# scary movie



## tricolor

Buon giorno tutti,
Come si dice "scary movie" in italiano?  Il film spaventoso non sembra giusto...
grazie


----------



## ANGIEE

Un film che fa paura? Un film d'orrore sarebbe "horror film." Altri suggerimenti?...


----------



## fox71

Anch'io direi "film dell'orrore"


----------



## danalto

Un modo di dire gergale, usato anche dai più piccoli, è *film di paura*. Non so se è un regionalismo, né da dove è uscito fuori, ma si dice. 

_Su Google ci sono circa *96.200 *risultati..._


----------



## london calling

E sì, dani (ciao!)

In effetti, una volta era semplicemente un modo per definire un film che faceva paura (d'orrore sì, ma non solo), un film di paura, per l'appunto. 

 Poi hanno incominciato a fare tutti quei film che s'intitolano 'Scary Movie' (quanti ne sono? 4? 5?) e che sono delle parodie di tutti i film d'orrore più famosi, per cui ormai se lo sento dire penso sempre a quelli....


----------



## Necsus

Se tricolor si riferiva alla serie di film 'Scary Movie', andrebbe bene anche "film *da *paura"! 

Oops...LC, non ti avevo letto...


----------



## Pietruzzo

I happen to hear only "un film horror" "un horror" around here. "Di paura" almost makes me laugh because it reminds me of the old Corrado Guzzanti's gag "Rokko Smitherson regista de paura"("de" is Romanesco dialect ). Very funny.


----------



## sorry66

Is it 'di paura' or 'da paura'?


----------



## Pegasillo

sorry66 said:


> Is it 'di paura' or 'da paura'?


It's "film *di paura*", if you mean a scary movie (though it may be questioned... to me it sounds better "film *horror*").
If you mean an outstanding, magnificent, sensational, wonderful (and counting...) movie, then it would be appropiate "film *da paura*"!


----------



## Necsus

'Da paura' was a pun.


----------



## bobes

In italiano direi "film pauroso". "film di paura" significa un film sulla paura, che in generale potrebbe anche essere ma non mi sembra la traduzione di scary movie.


----------



## sorry66

Sono perso!


----------



## london calling

Necsus said:


> 'Da paura' was a pun.


E sì, quei film lì erano proprio da paura. Mio figlio li adorava però....


----------



## Pegasillo

sorry66 said:


> Sono perso!


Eh sì, c'è proprio da perdersi in mezzo ai generi cinematografici, sorry 66...

Materiale mostrato:
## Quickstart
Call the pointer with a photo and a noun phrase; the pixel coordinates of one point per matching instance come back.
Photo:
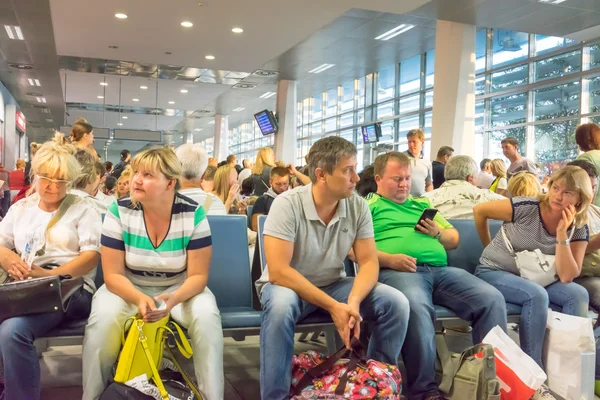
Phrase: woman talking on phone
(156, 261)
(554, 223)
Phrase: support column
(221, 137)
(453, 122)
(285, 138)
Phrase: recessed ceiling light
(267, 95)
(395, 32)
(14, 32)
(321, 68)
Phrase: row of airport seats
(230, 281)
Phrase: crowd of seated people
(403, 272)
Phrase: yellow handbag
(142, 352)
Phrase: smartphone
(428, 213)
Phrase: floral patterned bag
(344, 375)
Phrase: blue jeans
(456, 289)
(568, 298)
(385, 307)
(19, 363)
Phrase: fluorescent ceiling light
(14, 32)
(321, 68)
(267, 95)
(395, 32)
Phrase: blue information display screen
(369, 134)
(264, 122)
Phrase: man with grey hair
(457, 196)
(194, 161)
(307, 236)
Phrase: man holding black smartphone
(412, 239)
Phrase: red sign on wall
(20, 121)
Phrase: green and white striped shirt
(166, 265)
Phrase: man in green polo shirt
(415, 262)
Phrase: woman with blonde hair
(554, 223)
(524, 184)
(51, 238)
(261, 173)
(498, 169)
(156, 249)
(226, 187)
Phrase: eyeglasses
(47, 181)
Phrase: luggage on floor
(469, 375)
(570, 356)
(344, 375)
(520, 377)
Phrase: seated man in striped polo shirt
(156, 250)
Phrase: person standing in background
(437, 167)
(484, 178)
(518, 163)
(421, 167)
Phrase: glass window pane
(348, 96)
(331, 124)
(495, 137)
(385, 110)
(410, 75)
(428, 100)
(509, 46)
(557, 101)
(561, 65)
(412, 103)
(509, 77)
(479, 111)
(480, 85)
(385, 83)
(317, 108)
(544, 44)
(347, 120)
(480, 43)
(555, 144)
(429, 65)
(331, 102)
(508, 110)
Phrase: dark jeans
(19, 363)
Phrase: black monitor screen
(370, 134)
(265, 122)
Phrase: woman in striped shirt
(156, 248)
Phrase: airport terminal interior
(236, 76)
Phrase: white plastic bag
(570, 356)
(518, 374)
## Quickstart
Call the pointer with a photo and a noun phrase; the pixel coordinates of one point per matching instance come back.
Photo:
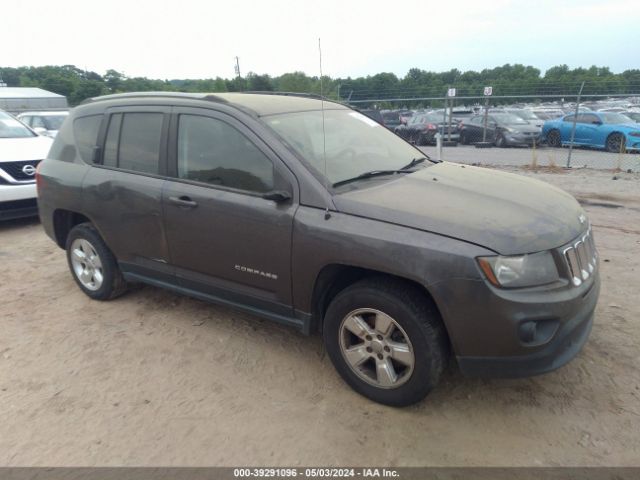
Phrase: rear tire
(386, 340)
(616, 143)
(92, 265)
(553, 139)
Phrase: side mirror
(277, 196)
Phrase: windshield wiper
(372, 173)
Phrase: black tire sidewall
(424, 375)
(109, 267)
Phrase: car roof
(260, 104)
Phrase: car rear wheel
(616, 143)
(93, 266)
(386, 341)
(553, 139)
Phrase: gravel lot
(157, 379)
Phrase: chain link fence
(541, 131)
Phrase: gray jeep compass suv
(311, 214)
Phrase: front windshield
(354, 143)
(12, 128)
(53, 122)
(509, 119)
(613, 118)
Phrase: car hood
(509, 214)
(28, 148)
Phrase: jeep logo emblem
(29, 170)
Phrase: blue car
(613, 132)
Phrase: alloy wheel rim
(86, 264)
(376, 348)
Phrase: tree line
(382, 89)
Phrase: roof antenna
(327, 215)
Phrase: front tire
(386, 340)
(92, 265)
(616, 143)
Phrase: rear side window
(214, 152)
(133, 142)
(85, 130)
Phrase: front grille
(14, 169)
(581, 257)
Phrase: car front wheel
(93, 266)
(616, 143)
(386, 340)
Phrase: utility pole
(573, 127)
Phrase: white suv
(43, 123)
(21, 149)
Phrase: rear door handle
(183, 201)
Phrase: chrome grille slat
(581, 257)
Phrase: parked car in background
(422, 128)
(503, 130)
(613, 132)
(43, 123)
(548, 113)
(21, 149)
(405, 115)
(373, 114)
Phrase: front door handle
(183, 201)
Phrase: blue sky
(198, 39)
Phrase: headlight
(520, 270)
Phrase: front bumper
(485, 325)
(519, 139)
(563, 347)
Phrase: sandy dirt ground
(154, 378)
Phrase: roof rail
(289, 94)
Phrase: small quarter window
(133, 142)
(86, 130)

Richiesta assegnata 1:
Rispondi a queste domande sulla discussione:
(a) Quale utente chiede come si dice "scary movie" in italiano?
(b) Secondo london calling, di quali film sono parodie i film intitolati 'Scary Movie'?
(c) Quale traduzione propone bobes?
Richiesta assegnata 2: Elenca gli utenti che scrivono più di un messaggio nella discussione.
Richiesta assegnata 3: Trascrivi dalla discussione il passo che comincia con "In effetti, una" e termina con "ti avevo letto...".
Le voci mostrate non servono a nulla in questo lavoro.

Risposta completa 1:
(a) tricolor.
(b) Dei film d'orrore più famosi.
(c) "film pauroso".

Risposta completa 2: london calling, Necsus, sorry66, Pegasillo

Risposta completa 3:
In effetti, una volta era semplicemente un modo per definire un film che faceva paura (d'orrore sì, ma non solo), un film di paura, per l'appunto. 

 Poi hanno incominciato a fare tutti quei film che s'intitolano 'Scary Movie' (quanti ne sono? 4? 5?) e che sono delle parodie di tutti i film d'orrore più famosi, per cui ormai se lo sento dire penso sempre a quelli....


----------



## Necsus

Se tricolor si riferiva alla serie di film 'Scary Movie', andrebbe bene anche "film *da *paura"! 

Oops...LC, non ti avevo letto...